Page extract:
####################
The Chattanooga Convention Center, Main Street, Riverfront Parkway, U.S. Highway 27. There's growth and development in all directions for restaurants, hotels and businesses.

But concealed from the city next door are about 3,500 residents who understand what's coming next.

"People just view this area as investments," said David Prewitt, 70, who lives in the Golden Gateway Apartments on Grove Street.

Prewitt, the son of a factory worker and a housewife, moved onto the Westside in 1970 after four years in Texas with the U.S. Air Force. For the past three decades, he and several others have watched this stable black community crumble under the weight of development and lack of opportunity.

"It wasn't always a bad place to live," said Sherman Matthews, a Unity Group chairman who used to work as a juvenile probation officer on the Westside. "But we have to look at what changed. What created the problems we have now? Part of it I consider land grabbing: The displacement of people in order to gentrify the community and allow more affluent people to move back into the inner city."

Up the road from Prewitt's home, the James A. Henry School shut down years ago. So have the businesses. A salon, laundromat, restaurant and Dollar General in the Grove Street retail center all failed. The Westside Shop, which received permission from the courts to reopen its doors earlier this month, is the only operating business now. But it's also struggled to obtain fresh food, resorting instead to selling snacks, alcohol, cigarettes and other basic items.

Most of the residents don't have generational wealth, easy access to nutritious food, or a way out of everyday crime, Prewitt said.

Prewitt pointed to four police cruisers on a recent weekday that lined a cul-de-sac at the end of Grove Street. Four officers stood in the sun taking notes while residents looked on from their apartment stoops. The police were probably investigating some drug dealers, Prewitt said. A few minutes later, they rolled away. No arrests. And the residents went back to their day.

Why is there such a visible police presence on the Westside?

"Chattanooga police officers patrol based on crime statistics, requests from community members, and officer intelligence. The number of officers in any given area throughout the city is a result of these three factors," Deputy Chief David Roddy said in an email.

In their petition to close the Westside Shop, prosecutors said police went to the Grove Street location nearly 300 times between 2014 and 2016 for traffic stops, suspicious persons, and a handful of burglaries, shots-fired calls and drug deals.

Earlier this month, the Westside Shop offered police a rent-free space at the Grove Street center. Although there's been no formal sitdown yet, Roddy, City Council District 7 Councilman Erskine Oglesby and the shop's representatives have been discussing the proposition, police spokeswoman Elisa Myzal said Friday.

Community members who've watched black communities shrivel in the name of fighting crime say they are skeptical. They don't believe law enforcement is the only answer for a ZIP Code in which 66 percent of the population is black and 50 percent are 40 years or older. Nearly 1,500 people live alone and another 376 households are single-parent homes, 2015 census data shows.
####################
A series of records
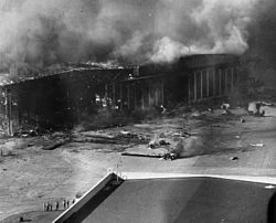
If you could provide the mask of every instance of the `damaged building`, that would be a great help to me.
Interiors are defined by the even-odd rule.
[[[229,95],[238,86],[238,57],[190,55],[173,64],[75,67],[1,86],[2,128],[68,126],[103,109],[131,113]]]

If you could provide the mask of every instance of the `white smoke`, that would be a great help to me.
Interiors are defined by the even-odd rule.
[[[63,62],[171,62],[248,47],[261,0],[1,0],[0,72]]]

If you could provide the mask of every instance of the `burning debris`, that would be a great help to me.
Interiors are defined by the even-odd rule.
[[[252,102],[248,104],[248,115],[265,116],[265,110],[262,109],[262,106],[273,106],[273,104],[265,102]]]

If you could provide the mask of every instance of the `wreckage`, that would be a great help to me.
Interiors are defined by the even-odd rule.
[[[166,113],[178,103],[225,97],[238,86],[238,57],[227,54],[190,55],[169,65],[75,64],[52,75],[3,84],[2,130],[12,135],[25,125],[72,128],[82,121],[99,128],[112,125],[114,114],[155,107]]]

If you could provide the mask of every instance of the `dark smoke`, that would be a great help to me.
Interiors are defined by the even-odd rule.
[[[241,54],[258,1],[1,0],[0,72],[34,75],[66,62]]]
####################
Reproduce everything in the Westside article from "Earlier this month, the" down to "Myzal said Friday.". Work from the Westside article alone.

Full solution:
Earlier this month, the Westside Shop offered police a rent-free space at the Grove Street center. Although there's been no formal sitdown yet, Roddy, City Council District 7 Councilman Erskine Oglesby and the shop's representatives have been discussing the proposition, police spokeswoman Elisa Myzal said Friday.